**What you have to do**. Repeat every line of the data exactly, but not the pictures.

**Provided entries**.
*****

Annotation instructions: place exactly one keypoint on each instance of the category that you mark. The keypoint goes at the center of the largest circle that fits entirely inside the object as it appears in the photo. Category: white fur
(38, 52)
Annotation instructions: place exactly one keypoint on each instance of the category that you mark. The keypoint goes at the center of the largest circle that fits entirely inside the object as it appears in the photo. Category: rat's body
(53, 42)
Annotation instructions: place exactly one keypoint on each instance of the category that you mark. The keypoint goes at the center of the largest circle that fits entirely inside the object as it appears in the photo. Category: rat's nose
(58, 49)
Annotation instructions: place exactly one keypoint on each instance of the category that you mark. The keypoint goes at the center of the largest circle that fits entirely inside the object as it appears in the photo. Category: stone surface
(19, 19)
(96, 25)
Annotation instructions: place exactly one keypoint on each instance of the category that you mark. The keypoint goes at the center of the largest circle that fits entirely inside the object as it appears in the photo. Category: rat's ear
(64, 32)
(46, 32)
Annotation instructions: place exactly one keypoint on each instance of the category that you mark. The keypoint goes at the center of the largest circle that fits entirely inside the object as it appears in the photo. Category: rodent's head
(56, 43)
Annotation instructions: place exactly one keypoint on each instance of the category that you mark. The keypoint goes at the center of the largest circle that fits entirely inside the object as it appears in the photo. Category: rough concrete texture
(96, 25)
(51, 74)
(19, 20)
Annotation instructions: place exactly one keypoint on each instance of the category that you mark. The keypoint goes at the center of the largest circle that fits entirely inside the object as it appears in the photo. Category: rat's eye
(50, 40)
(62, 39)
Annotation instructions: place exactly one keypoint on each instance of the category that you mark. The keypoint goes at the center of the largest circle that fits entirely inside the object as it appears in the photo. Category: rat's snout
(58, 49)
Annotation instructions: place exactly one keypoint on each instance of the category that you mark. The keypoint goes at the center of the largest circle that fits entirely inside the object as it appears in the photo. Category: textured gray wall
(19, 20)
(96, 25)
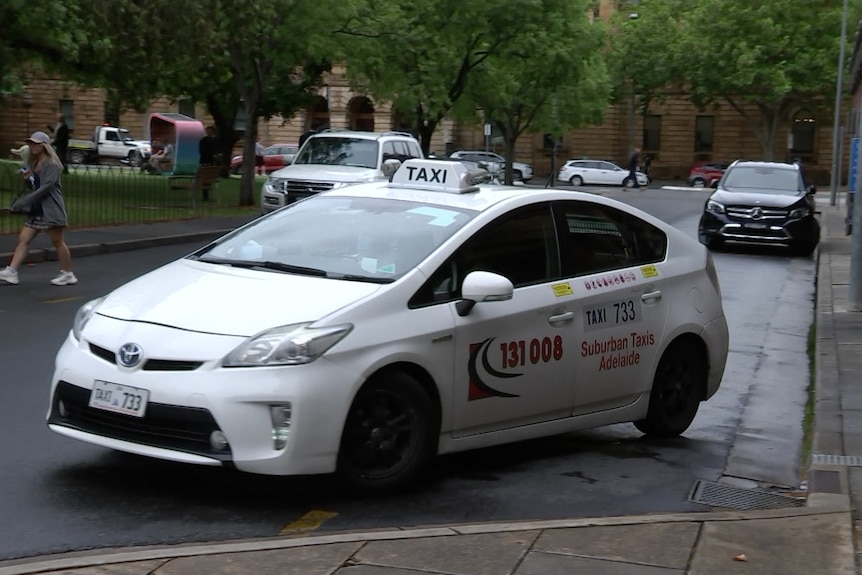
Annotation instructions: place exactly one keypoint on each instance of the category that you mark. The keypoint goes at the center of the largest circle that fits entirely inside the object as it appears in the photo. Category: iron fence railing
(114, 195)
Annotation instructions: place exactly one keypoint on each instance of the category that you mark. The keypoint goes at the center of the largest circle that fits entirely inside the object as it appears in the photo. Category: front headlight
(83, 315)
(273, 184)
(714, 207)
(293, 344)
(799, 213)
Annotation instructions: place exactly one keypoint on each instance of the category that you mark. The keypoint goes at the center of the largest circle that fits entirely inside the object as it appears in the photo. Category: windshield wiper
(269, 265)
(359, 278)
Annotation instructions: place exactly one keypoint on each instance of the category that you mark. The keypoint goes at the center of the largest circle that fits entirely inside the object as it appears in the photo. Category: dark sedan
(761, 203)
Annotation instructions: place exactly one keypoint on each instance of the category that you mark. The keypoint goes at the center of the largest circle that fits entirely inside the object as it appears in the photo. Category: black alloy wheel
(390, 434)
(678, 387)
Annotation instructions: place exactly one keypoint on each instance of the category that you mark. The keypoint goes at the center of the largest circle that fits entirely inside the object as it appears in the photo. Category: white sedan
(366, 329)
(598, 172)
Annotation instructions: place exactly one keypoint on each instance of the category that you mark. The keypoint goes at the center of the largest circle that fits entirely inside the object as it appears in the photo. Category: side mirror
(481, 286)
(389, 168)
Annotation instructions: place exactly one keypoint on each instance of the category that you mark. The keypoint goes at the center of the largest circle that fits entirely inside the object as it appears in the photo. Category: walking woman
(46, 209)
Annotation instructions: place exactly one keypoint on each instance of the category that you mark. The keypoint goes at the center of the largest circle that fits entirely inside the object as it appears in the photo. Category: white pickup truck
(109, 143)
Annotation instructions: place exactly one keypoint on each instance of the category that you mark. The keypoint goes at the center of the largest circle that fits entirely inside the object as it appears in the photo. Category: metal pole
(854, 293)
(833, 188)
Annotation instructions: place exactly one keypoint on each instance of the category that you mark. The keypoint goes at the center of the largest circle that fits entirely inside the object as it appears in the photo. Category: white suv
(333, 159)
(495, 162)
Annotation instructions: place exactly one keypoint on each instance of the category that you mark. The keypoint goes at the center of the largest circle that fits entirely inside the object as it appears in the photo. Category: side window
(520, 246)
(596, 238)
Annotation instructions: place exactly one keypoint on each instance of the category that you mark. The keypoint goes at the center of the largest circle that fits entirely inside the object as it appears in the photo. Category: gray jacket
(50, 194)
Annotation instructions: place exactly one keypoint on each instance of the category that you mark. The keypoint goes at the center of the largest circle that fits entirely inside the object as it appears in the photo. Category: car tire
(714, 244)
(389, 436)
(678, 387)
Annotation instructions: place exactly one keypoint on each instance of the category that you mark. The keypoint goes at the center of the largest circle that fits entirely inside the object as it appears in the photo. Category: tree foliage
(760, 57)
(552, 77)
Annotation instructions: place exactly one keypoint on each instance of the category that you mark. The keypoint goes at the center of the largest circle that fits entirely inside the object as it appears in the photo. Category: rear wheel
(677, 389)
(390, 434)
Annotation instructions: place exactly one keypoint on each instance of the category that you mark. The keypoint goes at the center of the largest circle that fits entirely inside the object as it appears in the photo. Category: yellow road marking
(308, 522)
(63, 299)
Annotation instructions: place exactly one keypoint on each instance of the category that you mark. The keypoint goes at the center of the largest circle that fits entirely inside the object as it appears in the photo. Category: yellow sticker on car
(649, 271)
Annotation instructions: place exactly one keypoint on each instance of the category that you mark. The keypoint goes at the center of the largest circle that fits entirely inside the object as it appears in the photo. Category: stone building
(673, 133)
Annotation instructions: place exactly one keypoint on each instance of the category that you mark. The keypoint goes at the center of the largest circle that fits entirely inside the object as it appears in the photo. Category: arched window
(803, 130)
(361, 114)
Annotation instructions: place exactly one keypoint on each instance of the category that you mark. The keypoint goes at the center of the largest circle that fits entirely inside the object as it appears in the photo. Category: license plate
(119, 398)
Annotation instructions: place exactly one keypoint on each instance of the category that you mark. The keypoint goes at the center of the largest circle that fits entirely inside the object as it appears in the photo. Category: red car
(275, 157)
(706, 173)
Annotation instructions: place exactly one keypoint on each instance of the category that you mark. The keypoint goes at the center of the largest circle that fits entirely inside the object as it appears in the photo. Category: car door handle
(561, 317)
(651, 295)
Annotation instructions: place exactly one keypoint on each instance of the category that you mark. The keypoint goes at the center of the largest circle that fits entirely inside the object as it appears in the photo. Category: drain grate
(841, 460)
(732, 497)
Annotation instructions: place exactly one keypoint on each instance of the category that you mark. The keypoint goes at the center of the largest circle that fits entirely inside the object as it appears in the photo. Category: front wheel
(389, 435)
(678, 387)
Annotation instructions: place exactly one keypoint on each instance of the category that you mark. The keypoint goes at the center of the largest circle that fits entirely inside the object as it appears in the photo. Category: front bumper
(186, 406)
(776, 232)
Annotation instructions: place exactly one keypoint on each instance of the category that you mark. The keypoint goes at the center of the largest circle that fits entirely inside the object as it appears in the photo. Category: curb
(50, 254)
(113, 557)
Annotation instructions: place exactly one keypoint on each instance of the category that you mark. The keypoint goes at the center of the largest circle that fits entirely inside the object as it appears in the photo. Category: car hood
(324, 173)
(751, 197)
(223, 300)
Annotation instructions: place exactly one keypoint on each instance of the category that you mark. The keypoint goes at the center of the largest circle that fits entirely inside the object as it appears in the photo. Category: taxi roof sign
(440, 176)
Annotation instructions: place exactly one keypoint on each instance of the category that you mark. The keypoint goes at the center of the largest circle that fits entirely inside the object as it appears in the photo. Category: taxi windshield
(356, 239)
(339, 151)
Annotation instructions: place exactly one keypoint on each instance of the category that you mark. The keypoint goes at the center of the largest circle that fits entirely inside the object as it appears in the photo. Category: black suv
(763, 203)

*****

**Answer below**.
Annotation instructions: place exactly one keypoint on each instance of the category that you mark. The keypoint goes at the center of the largest circle that fits entirely inside the object as it appears in the photo. Category: white fur
(38, 52)
Annotation instructions: place exactly one keypoint on each instance of the category that you mark. The keypoint goes at the center of the largest circle that fits entirely inside the object as it appears in the photo. Category: rat's body
(53, 42)
Annotation instructions: place exactly one keypoint on each instance of the category that you mark. The keypoint goes at the center of the largest circle that fits entirely inside the object as it appears in the photo. Category: rat's nose
(58, 49)
Annotation instructions: place exactly one keypoint on each instance of the category that you mark. The keypoint goes at the center of the largest circle that fits entirely inside the object as it appears in the photo. Category: stone surface
(19, 19)
(96, 25)
Annotation instructions: place exactly one keypoint on each instance of the category that you mark. The keypoint goes at the center of the largest circle that fits entirely inside the object as it appears in the photo. Category: rat's ear
(64, 32)
(46, 32)
Annotation instructions: place exactly one keypoint on each instance of the category that you mark. The keypoint goes at the center of the largest circle that fits entirely inside the object as it appears in the photo. Category: rodent's head
(56, 43)
Annotation instructions: place exactly one keypoint on each instance of the category that you mark. The keypoint goes at the center of the largest circle that fits entirely inside the object as it appears in the photo. Category: rough concrete texture
(96, 25)
(51, 74)
(19, 20)
Annotation instructions: place exactly one keypoint on each instance of the category that you mark. The keypoint goes at the center of the largest circle that fits entirely inside the object as it appears in the photo. Category: rat's eye
(50, 40)
(62, 39)
Annotation instructions: place exactly one keypoint on each instance of the category that you mark. The keypoint goes at the center of the largest circle that fits entirely inside the object as it appears in the photo. Category: rat's snout
(58, 49)
Annotation instructions: place exactly one keypoint on each instance of the category that you mark. The keypoint goes at the center of the largest circle that fits entirely inside the object as it appears in the photo. Category: textured gray wall
(19, 20)
(96, 25)
Annotation instructions: place exactly one keypoint on each instance of the category that you mark. The keypoint goes at the center of the largest circle that fits entirely inside the object as it appears in the photo. Category: iron fence railing
(114, 195)
Annotation instructions: place exactly one keypoint on each instance of the category that you mark. The keypoint goes at the center of the largest circle that fits entirely inside the object as it appears in the photo. Category: front headlight
(83, 315)
(273, 184)
(714, 207)
(293, 344)
(799, 213)
Annotation instructions: place exactly one keypoint on each instance of the category that you mark. The keypoint goes at the center of the largest circle that fits entirely inside the object as it appears in the photo. Category: windshield wiper
(269, 265)
(359, 278)
Annotation instructions: place exactly one keypoint on each instance of the category that you mark. The keypoint goes at the center of the largest circle that fits entirely inside the object as it appears in the photo. Category: dark sedan
(761, 203)
Annotation instructions: place exactly one keypoint on each instance of the category that you mark. The keypoint goes at the center of the largest circle that fits entirely inside the object as it appears in the photo. Category: black alloy wheel
(390, 434)
(678, 387)
Annotation instructions: place exactly one keypoint on each instance of the category that you mark. The keypoint goes at the center of the largest circle that fits entirely inside the object as it appears in the photo. Category: white sedan
(366, 329)
(598, 172)
Annotation instructions: place exactly one keypoint on each instance of the category that you mark. The keypoint goes at the center of the largest circle that fits entirely inside the object as it appears in the photo. Category: side mirror
(481, 286)
(389, 168)
Annotation instructions: place exactly one keypoint on each instance of the category that you mark. The keypoint goes at the center of the largest circle that fits entirely inside the object as it appears in the photo. Category: walking woman
(46, 209)
Annotation instructions: place exactly one keypoint on each instance of the category that you mark. The keypoint goes at the center of the largest circle that fits entirely inside the object as it appears in the photo. Category: white pickup truck
(109, 143)
Annotation instructions: place exactly one keypoint on each instance of the category that you mark. The keypoint goes at the center of the largest circle that fits entirely inside the object as it appears in the photo. Category: metal pole
(854, 293)
(833, 188)
Annotation instructions: place exactly one keypoint on each instance of the category that you mark. The keypoint goes at the center of the largest circle that fits entirely inside the object as it appears in the photo. Category: white suv
(333, 159)
(495, 162)
Annotation instructions: place exactly one keypoint on each instance of the category that you mark. The keypoint goes at the center of the largest circle that fits entirely inside the object as it appears in the photo. Category: side window
(520, 246)
(596, 238)
Annotation instructions: place exactly one keypoint on each instance of the category that you mark. The keypoint goes at the center of the largest circle that fits entirely inside the object as it appears in the photo. Category: gray jacket
(50, 194)
Annotation instructions: place exactly one keypoint on each instance of the category that you mark. The keypoint goes at the center of the largest circle that fits entirely inside the object as it appears in the photo. Category: car tire
(714, 244)
(389, 436)
(678, 387)
Annotation instructions: place exactly one keypoint on each instance of the category that you mark. The keypoint goes at the center of the largest circle that fits entirely inside the object as it appears in the photo. Category: tree foliage
(760, 57)
(552, 77)
Annotation instructions: place exactly one keypoint on each instance of the category that you mark. The keypoint goes at the center of the largest circle that fits entirely inside the object as it appears in the photo. Category: rear wheel
(677, 389)
(390, 434)
Annotation instructions: place exactly one keypoint on each instance of the category that you mark. The keypoint goes at the center of the largest circle that fits entirely inside the object as it appears in the photo. Category: yellow road marking
(308, 522)
(63, 299)
Annotation instructions: place exactly one keypoint on each instance of the category that you mark. The keypoint goes at the center of the largest circle that fits entirely inside the object as it appears in the photo. Category: yellow sticker on car
(649, 271)
Annotation instructions: place exactly one keypoint on each instance of the category that you mark. The keypoint goes at the center of the largest circle that fits entirely inside the object as it appears in the photo. Category: stone building
(673, 133)
Annotation instructions: place exactly one keypoint on each instance of the category that you mark. The keypoint goes at the center of the largest circle that fits entirely inside the object as it appears in the photo. Category: arched window
(803, 130)
(361, 114)
Annotation instructions: place exactly one keypoint on each instance of the category that you mark. The keypoint goes at the center of the largest circle that fits entirely inside the object as it appears in the photo. Category: license plate
(119, 398)
Annotation instructions: place exactly one keypoint on each instance of the category that you mark. The keypoint goes at the center of the largest circle that fits entirely inside the object as it appears in the photo. Category: red car
(275, 157)
(706, 173)
Annotation instructions: place exactly one keypoint on each instance of the category that you mark. The keypoint goes at the center of the largest circle that fits entirely inside the object as it appears in the photo. Category: car door handle
(561, 317)
(651, 295)
Annotation instructions: place exactly one keypoint on each instance of the category that you mark. The keypoint goes at the center of the largest circle that fits entirely inside the object as it appears in the photo. Category: drain grate
(841, 460)
(732, 497)
Annotation instructions: place exactly one keypoint on each instance of the category that you mark. The keypoint goes at the center of the largest circle that fits entirely inside the object as it appears in the photo. Category: front wheel
(389, 435)
(678, 387)
Annotation instructions: place exactly one keypoint on each instance of the category that you mark. The keypoint goes at the center of the largest circle that fits entirely inside the object as it appears in the photo. Category: front bumper
(186, 406)
(776, 232)
Annotation instructions: place exactly one keypoint on each instance of the category that you mark. The keypoint goes at the center of the largest circle that fits entirely inside the object as it appears in the photo. Category: curb
(50, 254)
(113, 557)
Annotation instructions: place exactly one keypoint on each instance of the category that you mark. The keypoint goes at the center of the largest circle that fits entirely inside the object as it appears in the photo. Category: car hood
(324, 173)
(751, 197)
(223, 300)
Annotation instructions: place exactly one keypoint on each instance of the category that you mark. The keypoint goes at the center of the largest circle that fits entirely inside the object as it appears in the photo. Category: taxi roof sign
(440, 176)
Annotation instructions: place exactly one keypoint on each instance of the category that you mark. The keypoint goes at the center of the largest circle that fits entirely inside the object as it appears in the photo. Category: taxi windshield
(356, 239)
(339, 151)
Annotation instructions: place exactly one keypoint on each instance of the category that you mark. The keypoint goes at the center of the largest circle that fits entirely inside the object as it appears in the photo. Category: black suv
(763, 203)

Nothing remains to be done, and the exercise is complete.